-- begin Exercise material --

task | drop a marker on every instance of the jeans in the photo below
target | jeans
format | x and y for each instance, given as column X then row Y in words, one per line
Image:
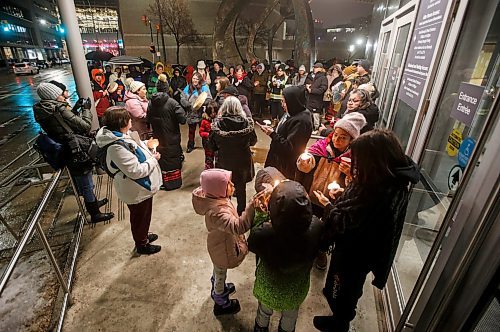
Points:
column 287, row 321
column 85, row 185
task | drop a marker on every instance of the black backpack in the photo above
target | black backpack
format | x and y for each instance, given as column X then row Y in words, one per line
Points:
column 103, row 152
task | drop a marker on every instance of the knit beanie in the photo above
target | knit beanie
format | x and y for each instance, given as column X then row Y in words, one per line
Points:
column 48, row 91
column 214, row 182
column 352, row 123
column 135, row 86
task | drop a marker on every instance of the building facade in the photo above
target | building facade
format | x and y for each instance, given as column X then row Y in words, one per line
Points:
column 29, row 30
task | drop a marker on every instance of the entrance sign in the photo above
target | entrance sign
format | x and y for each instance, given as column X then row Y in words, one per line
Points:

-- end Exercise material --
-- begin Exercise material --

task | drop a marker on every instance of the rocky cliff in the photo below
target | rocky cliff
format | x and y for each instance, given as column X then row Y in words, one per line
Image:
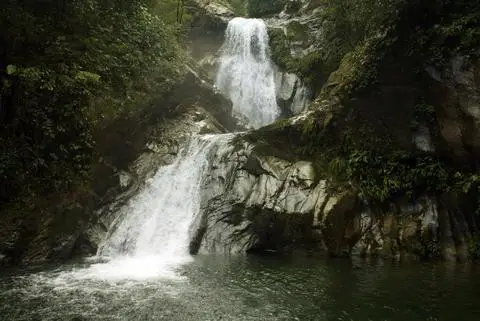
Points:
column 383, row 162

-- end Exercise material --
-- begin Exercise material --

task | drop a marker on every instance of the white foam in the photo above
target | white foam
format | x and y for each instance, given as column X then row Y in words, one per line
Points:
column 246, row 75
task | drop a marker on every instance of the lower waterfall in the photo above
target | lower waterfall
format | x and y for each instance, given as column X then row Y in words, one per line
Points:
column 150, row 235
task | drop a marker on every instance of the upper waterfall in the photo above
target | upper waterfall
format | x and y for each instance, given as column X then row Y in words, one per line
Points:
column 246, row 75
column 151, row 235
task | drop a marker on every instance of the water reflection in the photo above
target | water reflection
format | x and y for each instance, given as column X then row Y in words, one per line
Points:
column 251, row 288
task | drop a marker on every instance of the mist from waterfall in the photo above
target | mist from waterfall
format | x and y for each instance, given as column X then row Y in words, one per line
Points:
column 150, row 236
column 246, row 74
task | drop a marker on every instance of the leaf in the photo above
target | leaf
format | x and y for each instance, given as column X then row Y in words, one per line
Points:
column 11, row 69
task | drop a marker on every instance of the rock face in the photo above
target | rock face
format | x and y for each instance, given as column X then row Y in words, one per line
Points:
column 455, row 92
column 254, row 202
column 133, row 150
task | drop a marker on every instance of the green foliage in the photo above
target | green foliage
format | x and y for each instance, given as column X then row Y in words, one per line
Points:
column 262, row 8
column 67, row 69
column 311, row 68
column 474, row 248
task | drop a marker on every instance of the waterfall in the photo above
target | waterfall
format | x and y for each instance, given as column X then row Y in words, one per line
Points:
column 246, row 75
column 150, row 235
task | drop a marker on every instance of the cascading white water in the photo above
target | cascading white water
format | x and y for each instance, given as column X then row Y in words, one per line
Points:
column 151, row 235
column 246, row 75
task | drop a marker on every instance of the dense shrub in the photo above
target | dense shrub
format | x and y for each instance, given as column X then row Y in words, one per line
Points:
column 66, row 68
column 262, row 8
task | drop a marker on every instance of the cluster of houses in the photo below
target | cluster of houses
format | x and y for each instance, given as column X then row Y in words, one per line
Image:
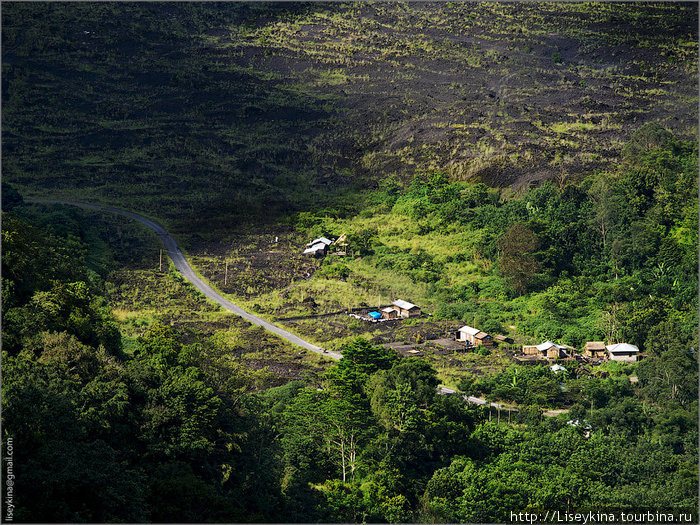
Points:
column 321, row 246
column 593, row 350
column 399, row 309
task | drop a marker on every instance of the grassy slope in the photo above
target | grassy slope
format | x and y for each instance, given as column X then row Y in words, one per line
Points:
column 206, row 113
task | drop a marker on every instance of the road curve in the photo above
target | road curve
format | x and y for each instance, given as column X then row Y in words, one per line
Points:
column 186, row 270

-- end Exercise material --

> **Exercise**
Present the lines of the records from the line with "task | drop a marker on every instance of the cascading" to the line with "column 399, row 309", including both, as a numbered list with blank lines omitted. Leave the pictures out of the list.

> **Output below**
1. task | drop a marker on every instance of the cascading white water in the photo above
2. target | cascading white water
3. format | x and y for each instance, given as column X then row Y in words, one per line
4. Points:
5. column 151, row 235
6. column 246, row 75
7. task | drop a marker on every instance of the dense shrub in the photo above
8. target | dense shrub
9. format | x and y for each instance, given as column X then row Y in words, one per line
10. Points:
11. column 66, row 68
12. column 262, row 8
13. task | drop a marker on every instance of the cluster of houses in the photo below
14. target | cluster of houses
15. format | x and y for each instance, given as column X then row Y in words, one per line
16. Image:
17. Points:
18. column 321, row 246
19. column 593, row 350
20. column 399, row 309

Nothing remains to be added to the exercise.